Should Kamloops get its own police force? No thanks

Armchair Mayor
By Mel Rothenburger
October 30, 2017 - 5:10am Updated: October 30, 2017 - 11:15am

KAMLOOPS — Kamloops RCMP spent a good part of their weekend thanking the people they serve.

It was all about the city’s latest shooting incident, and this time police were the target. Thankfully, nobody was hurt and an arrest was made after some 22 hours of intense police activity.

The entire community was on edge during this drama. Police checkpoints went up, residents of the G&M trailer court were evacuated, and several major roads were shut down, resulting in a bigger traffic snarl-up than usual during the Friday afternoon rush hour.

But residents remained patient through it all. At one point, a number of them brought hot meals to RCMP members who were putting in very long hours keeping the situation contained.

Police obviously appreciated it — in several press releases, the detachment mentioned the co-operation of the public and thanked them profusely.

It was, they said, a morale booster.

We often complain about police service, and occasionally it’s deserved. But the way in which the very dangerous and tense Friday-Saturday situation was handled by RCMP was a reminder of just how professional our national police force is, and how lucky we are to have them.

WORK INSTRUCTIONS:
A. Summarize the Kamloops RCMP column in two sentences.
B. Answer these questions using the Kamloops RCMP column:
(i) How long did the intense police activity last before the arrest?
(ii) Whose residents were evacuated?
(iii) What did police say the public's co-operation was?
C. Write the next paragraph of the Kamloops RCMP column, picking up after its final sentence.

RECORD EXTRACTS:
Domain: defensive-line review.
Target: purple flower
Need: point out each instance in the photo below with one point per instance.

--

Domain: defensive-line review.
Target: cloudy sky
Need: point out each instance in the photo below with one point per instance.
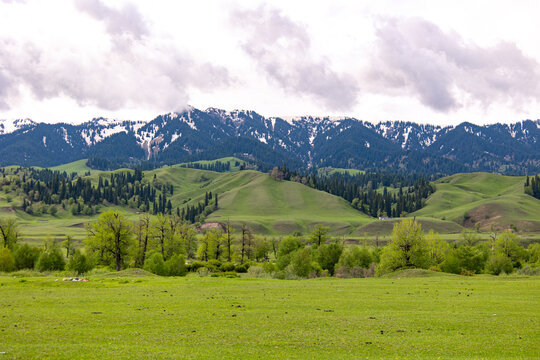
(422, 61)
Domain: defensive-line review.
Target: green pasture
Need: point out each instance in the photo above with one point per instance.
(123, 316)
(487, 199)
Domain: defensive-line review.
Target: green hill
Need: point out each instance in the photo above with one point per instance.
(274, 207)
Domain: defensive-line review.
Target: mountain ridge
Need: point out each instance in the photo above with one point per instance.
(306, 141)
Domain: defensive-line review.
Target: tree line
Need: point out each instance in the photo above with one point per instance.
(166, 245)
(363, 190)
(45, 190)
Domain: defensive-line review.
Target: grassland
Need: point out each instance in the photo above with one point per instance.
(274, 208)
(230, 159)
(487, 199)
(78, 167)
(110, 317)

==

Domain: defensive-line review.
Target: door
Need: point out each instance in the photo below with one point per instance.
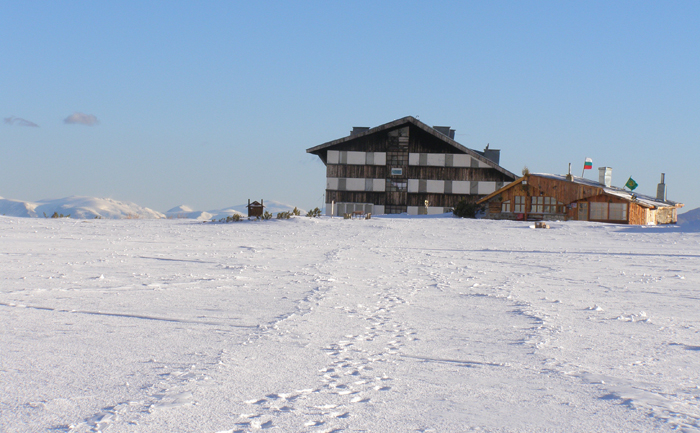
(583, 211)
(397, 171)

OUTPUTS FOR THE TASKS:
A. After a shooting incident targeting police in Kamloops, no one was hurt and an arrest was made following some 22 hours of intense police activity, while residents stayed patient through checkpoints, evacuations and road closures, some even bringing hot meals to RCMP members. The RCMP thanked the public for its co-operation, and the column says the handling of the situation showed how professional the national police force is and how lucky the community is to have it.

B.
(i) Some 22 hours.
(ii) Residents of the G&M trailer court.
(iii) A morale booster.

C.
Every once in a while, there are calls for Kamloops to get rid of the RCMP and establish its own municipal force, the theory being that it would offer more responsive, community based policing.

Fact is, though, that while several B.C. cities have gone that route, municipal police forces are more expensive and lack the access to resources that the RCMP have.

For example, during this latest emergency, the Kamloops detachment was able to call upon Emergency Response Teams from Kelowna and the Lower Mainland.

Our RCMP put their lives on the line for us this past weekend. If not for them, it could have ended badly.

So, while it’s nice to be thanked, it’s we who should be saying thank-you, to them.

I’m Mel Rothenburger, the Armchair Mayor.